FRAGMENT TEKSTU:
20-letni stoper regularnie grający w Serie A? To nadal rzadkość, możni piłkarskiej Europy musieli to widzieć. I widzieli. W kontekście zainteresowania padały takie nazwy jak Liverpool, Borussia Dortmund czy Sevilla.
Sezon 2020/21 do pewnego momentu był pójściem za ciosem. W międzyczasie Walukiewicz zadebiutował w seniorskiej reprezentacji, grając towarzysko z Finlandią i Ukrainą oraz z Włochami w Lidze Narodów. Z nim na boisku biało-czerwoni nie stracili wtedy ani jednego gola.
Jaka jest sytuacja Sebastiana Walukiewicza w Empoli?
– To dla mnie chyba największa zagadka jeśli chodzi o Polaków we Włoszech. Jego losy są zaskakujące. Po krótkim okresie aklimatyzacji zaistniał w Cagliari i wyglądał naprawdę dobrze. Myślę, że nawet Jakub Kiwior nie miał takich notowań jak on. Wydawało się, że wielki klub jest przed nim, a później nastąpiło jakieś nieprawdopodobne załamanie: i indywidualne, związane w dużej mierze z kontuzją, i zespołowe – mówi nam ekspert od włoskiej piłki Tomasz Lipiński, którego możecie oglądać w Kanale Sportowym i C+ oraz czytać w tygodniku „Piłka Nożna”.
Nieszczęsne biodro
Walukiewicz w trakcie drugiego sezonu zaczął popełniać więcej błędów, ale w gruncie rzeczy wszystko co złe zaczęło się w lutym 2021, gdy stery w Cagliari przejął Leonardo Semplici. Trener ten postawił na doświadczonych zawodników, młodzież poszła w odstawkę. Semplici wykonał zadanie, wywalczył utrzymanie, a w jego miejsce przyszedł Walter Mazzari. On z miejsca zaufał Polakowi, tyle że ten dość szybko musiał się poddać i wreszcie położyć się na stole operacyjnym. Z bólem biodra nie mógł już wygrać.

Dane do oznaczania współrzędnych:
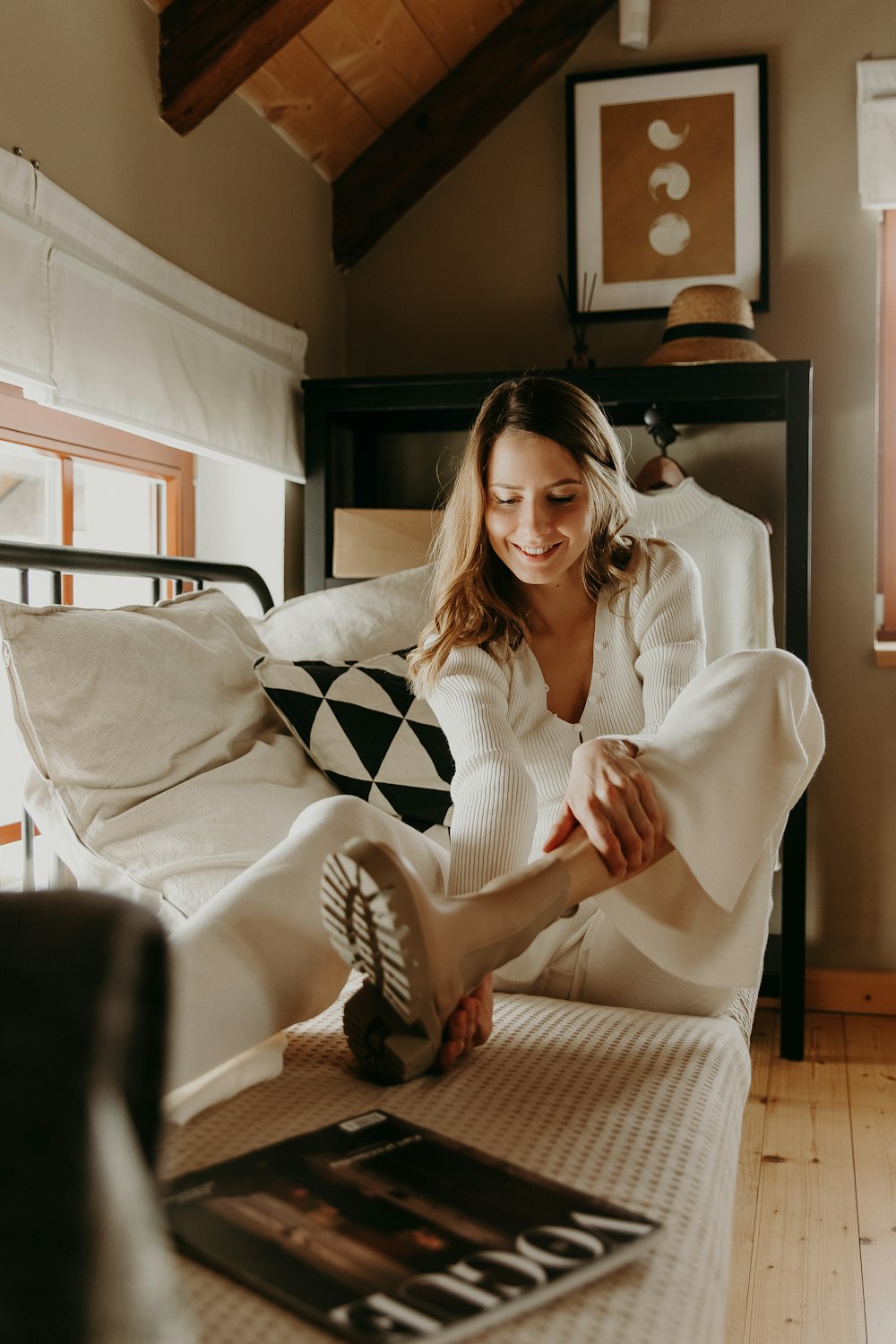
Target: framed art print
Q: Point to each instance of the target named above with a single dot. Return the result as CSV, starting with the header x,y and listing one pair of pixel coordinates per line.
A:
x,y
667,185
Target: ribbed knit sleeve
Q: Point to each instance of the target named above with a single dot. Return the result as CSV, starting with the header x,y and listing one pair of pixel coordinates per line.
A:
x,y
495,800
668,631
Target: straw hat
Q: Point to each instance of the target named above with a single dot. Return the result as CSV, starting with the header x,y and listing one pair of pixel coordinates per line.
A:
x,y
710,324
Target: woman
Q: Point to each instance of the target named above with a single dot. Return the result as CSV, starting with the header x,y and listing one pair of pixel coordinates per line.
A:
x,y
565,666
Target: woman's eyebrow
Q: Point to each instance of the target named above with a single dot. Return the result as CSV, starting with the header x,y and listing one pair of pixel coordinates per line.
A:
x,y
506,486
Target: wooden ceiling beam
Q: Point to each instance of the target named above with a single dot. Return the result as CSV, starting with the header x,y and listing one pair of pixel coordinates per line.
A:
x,y
447,123
207,48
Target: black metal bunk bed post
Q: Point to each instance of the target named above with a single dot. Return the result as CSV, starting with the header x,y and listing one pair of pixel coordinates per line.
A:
x,y
346,416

ZADANIA DO WYKONANIA:
(a) Powtórz bez zmian wszystko z tekstu o Walukiewiczu, od słów "Sezon 2020/21 do" w dół aż po słowa "ani jednego gola.".
(b) Odpowiedz krótko na pytania dotyczące tekstu o Walukiewiczu:
(i) Z jakimi reprezentacjami zagrał Walukiewicz w seniorskiej kadrze?
(ii) Kiedy stery w Cagliari przejął Leonardo Semplici?
(iii) Kto przyszedł do Cagliari na miejsce Sempliciego?
(c) Napisz dalszą część tekstu o Walukiewiczu, zaczynając od miejsca po jego ostatnim zdaniu.

WYNIKI ZADAŃ:
(a)
Sezon 2020/21 do pewnego momentu był pójściem za ciosem. W międzyczasie Walukiewicz zadebiutował w seniorskiej reprezentacji, grając towarzysko z Finlandią i Ukrainą oraz z Włochami w Lidze Narodów. Z nim na boisku biało-czerwoni nie stracili wtedy ani jednego gola.

(b)
(i) Z Finlandią, Ukrainą i Włochami.
(ii) W lutym 2021 roku.
(iii) Walter Mazzari.

(c)
– Od dziecka miał tę nieszczęsną narośl na biodrze. To było pewne, że kiedyś będzie musiał iść pod nóż. Zanim poddał się zabiegowi, przez pół roku grał z tą kontuzją i nie grał dobrze. Nie chciał się operować, bo wiedział, że jest to niebezpieczne, ale prawda jest taka, że się męczył. Gdy lekarze go „otworzyli”, okazało się, że ta narośl mu się w biodrze oderwała. Musiał grać z gigantycznym bólem. To z nim najpierw walczył na boisku, dopiero potem z rywalem – przyznaje agent zawodnika Tomasz Suwary.
I dodaje: – To, że wrócił do piłki po takiej kontuzji, to naprawdę duża rzecz. Bez charakteru i solidności Sebastiana nie byłoby to możliwe. Wielu na jego miejscu po operacji biodra już by nie grało.
Dużo ofert latem
Ligowa przerwa Walukiewicza trwała od 26 września 2021 do 3 kwietnia 2022. Ponad pół roku. Do końca poprzedniego sezonu dwa razy wszedł w Cagliari na parę minut, pozostałe sześć spotkań przesiedział na ławce.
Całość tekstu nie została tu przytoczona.